▶ [Problem to solve]:
In full and word for word, print the data below.
*** Begin section ***
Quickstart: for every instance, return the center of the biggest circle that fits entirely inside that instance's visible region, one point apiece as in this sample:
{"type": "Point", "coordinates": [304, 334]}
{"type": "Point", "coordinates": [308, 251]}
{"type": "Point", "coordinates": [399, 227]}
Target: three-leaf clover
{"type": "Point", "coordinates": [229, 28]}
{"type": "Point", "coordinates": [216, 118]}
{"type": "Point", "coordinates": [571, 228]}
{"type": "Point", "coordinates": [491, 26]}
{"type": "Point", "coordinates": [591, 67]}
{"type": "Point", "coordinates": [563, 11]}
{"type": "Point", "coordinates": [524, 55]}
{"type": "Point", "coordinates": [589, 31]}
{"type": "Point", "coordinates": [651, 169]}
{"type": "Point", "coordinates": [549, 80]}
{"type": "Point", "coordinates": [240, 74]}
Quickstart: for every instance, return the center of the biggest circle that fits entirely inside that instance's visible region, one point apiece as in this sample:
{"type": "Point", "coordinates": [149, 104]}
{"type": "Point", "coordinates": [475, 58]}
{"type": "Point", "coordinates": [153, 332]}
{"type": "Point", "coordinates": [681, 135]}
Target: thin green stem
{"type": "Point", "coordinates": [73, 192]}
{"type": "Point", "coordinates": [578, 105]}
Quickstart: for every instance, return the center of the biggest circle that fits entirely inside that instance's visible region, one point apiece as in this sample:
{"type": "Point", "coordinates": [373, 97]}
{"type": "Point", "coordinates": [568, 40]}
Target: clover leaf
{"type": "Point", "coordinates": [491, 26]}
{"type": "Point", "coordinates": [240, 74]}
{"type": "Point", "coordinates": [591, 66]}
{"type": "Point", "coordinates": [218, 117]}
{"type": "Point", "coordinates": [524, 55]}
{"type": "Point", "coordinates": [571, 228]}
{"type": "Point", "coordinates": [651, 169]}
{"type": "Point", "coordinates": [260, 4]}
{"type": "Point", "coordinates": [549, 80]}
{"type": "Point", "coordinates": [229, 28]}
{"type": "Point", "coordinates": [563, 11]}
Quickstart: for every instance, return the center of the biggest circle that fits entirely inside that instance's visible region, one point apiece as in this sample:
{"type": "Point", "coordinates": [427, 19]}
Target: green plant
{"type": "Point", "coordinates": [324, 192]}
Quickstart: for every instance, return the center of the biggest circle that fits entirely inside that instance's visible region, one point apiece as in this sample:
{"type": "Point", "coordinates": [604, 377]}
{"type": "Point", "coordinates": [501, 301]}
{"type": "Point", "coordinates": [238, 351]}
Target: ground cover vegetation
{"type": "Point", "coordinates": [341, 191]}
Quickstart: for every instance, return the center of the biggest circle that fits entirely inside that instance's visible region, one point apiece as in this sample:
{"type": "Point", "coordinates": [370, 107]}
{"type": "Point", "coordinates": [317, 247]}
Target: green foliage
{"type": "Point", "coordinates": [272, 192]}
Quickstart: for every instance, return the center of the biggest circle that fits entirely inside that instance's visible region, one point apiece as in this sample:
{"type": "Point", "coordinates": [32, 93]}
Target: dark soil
*** End section ***
▶ [Result below]:
Quickstart: for every instance, return the center of the biggest circle that fits entirely inside that instance's visible region, one point apiece as in this sample:
{"type": "Point", "coordinates": [304, 334]}
{"type": "Point", "coordinates": [308, 251]}
{"type": "Point", "coordinates": [399, 227]}
Target: three-leaf clover
{"type": "Point", "coordinates": [229, 28]}
{"type": "Point", "coordinates": [216, 118]}
{"type": "Point", "coordinates": [571, 228]}
{"type": "Point", "coordinates": [491, 26]}
{"type": "Point", "coordinates": [591, 67]}
{"type": "Point", "coordinates": [563, 11]}
{"type": "Point", "coordinates": [524, 55]}
{"type": "Point", "coordinates": [589, 31]}
{"type": "Point", "coordinates": [651, 169]}
{"type": "Point", "coordinates": [549, 80]}
{"type": "Point", "coordinates": [240, 74]}
Quickstart: for every instance, return the center of the biggest circle that fits entirely inside that instance's visible region, one point apiece as in this sample:
{"type": "Point", "coordinates": [149, 104]}
{"type": "Point", "coordinates": [475, 58]}
{"type": "Point", "coordinates": [153, 332]}
{"type": "Point", "coordinates": [681, 135]}
Target: thin green stem
{"type": "Point", "coordinates": [73, 192]}
{"type": "Point", "coordinates": [578, 105]}
Quickstart: for every instance, return the center of the biggest circle that fits entirely inside that instance's visible region, one point apiece as in this sample:
{"type": "Point", "coordinates": [373, 97]}
{"type": "Point", "coordinates": [568, 40]}
Target: clover leaf
{"type": "Point", "coordinates": [491, 26]}
{"type": "Point", "coordinates": [240, 74]}
{"type": "Point", "coordinates": [591, 66]}
{"type": "Point", "coordinates": [218, 117]}
{"type": "Point", "coordinates": [524, 55]}
{"type": "Point", "coordinates": [571, 228]}
{"type": "Point", "coordinates": [651, 169]}
{"type": "Point", "coordinates": [260, 4]}
{"type": "Point", "coordinates": [549, 80]}
{"type": "Point", "coordinates": [229, 28]}
{"type": "Point", "coordinates": [563, 11]}
Quickstart: for every instance, return the center of the biggest circle that fits entirely inside that instance's visible region, one point apiece as in this sample:
{"type": "Point", "coordinates": [427, 19]}
Target: green plant
{"type": "Point", "coordinates": [324, 192]}
Quickstart: for every instance, return the center of the biggest circle that fits entirely inside that instance's visible region, one point apiece as in this sample:
{"type": "Point", "coordinates": [604, 377]}
{"type": "Point", "coordinates": [501, 301]}
{"type": "Point", "coordinates": [238, 351]}
Target: ground cover vegetation
{"type": "Point", "coordinates": [341, 191]}
Quickstart: for every instance, return the center of the biggest circle that fits entirely inside that instance's visible region, one point apiece as in this sample:
{"type": "Point", "coordinates": [370, 107]}
{"type": "Point", "coordinates": [317, 247]}
Target: green foliage
{"type": "Point", "coordinates": [272, 192]}
Quickstart: for every instance, return the center of the biggest circle that fits entirely inside that instance's visible region, one point apiece as in this sample:
{"type": "Point", "coordinates": [32, 93]}
Target: dark soil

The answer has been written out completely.